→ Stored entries

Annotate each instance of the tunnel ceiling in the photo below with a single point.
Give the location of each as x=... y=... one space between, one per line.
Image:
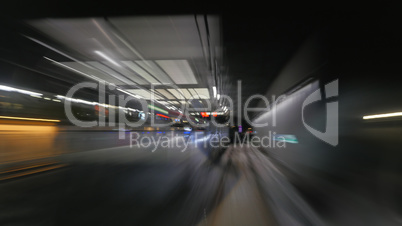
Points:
x=192 y=46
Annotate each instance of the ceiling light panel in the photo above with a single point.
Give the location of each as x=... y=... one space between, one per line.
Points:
x=203 y=93
x=186 y=93
x=194 y=94
x=166 y=94
x=111 y=72
x=144 y=93
x=93 y=71
x=177 y=94
x=154 y=69
x=137 y=69
x=179 y=70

→ TASK DIRECTIONS
Transcribe every row above word for word, leaving out the pictures.

→ TASK ANSWER
Annotate each instance of the tunnel ceiling in the photo below with a single point.
Give the location of each as x=... y=... one space between, one per line.
Image:
Points:
x=192 y=46
Annotate each instance of the ceiling light panel in the photo above with a single point.
Give the location of each as x=... y=... one space between, one per line.
Points:
x=203 y=93
x=186 y=93
x=194 y=94
x=166 y=94
x=111 y=72
x=144 y=93
x=93 y=71
x=177 y=94
x=154 y=69
x=137 y=69
x=179 y=70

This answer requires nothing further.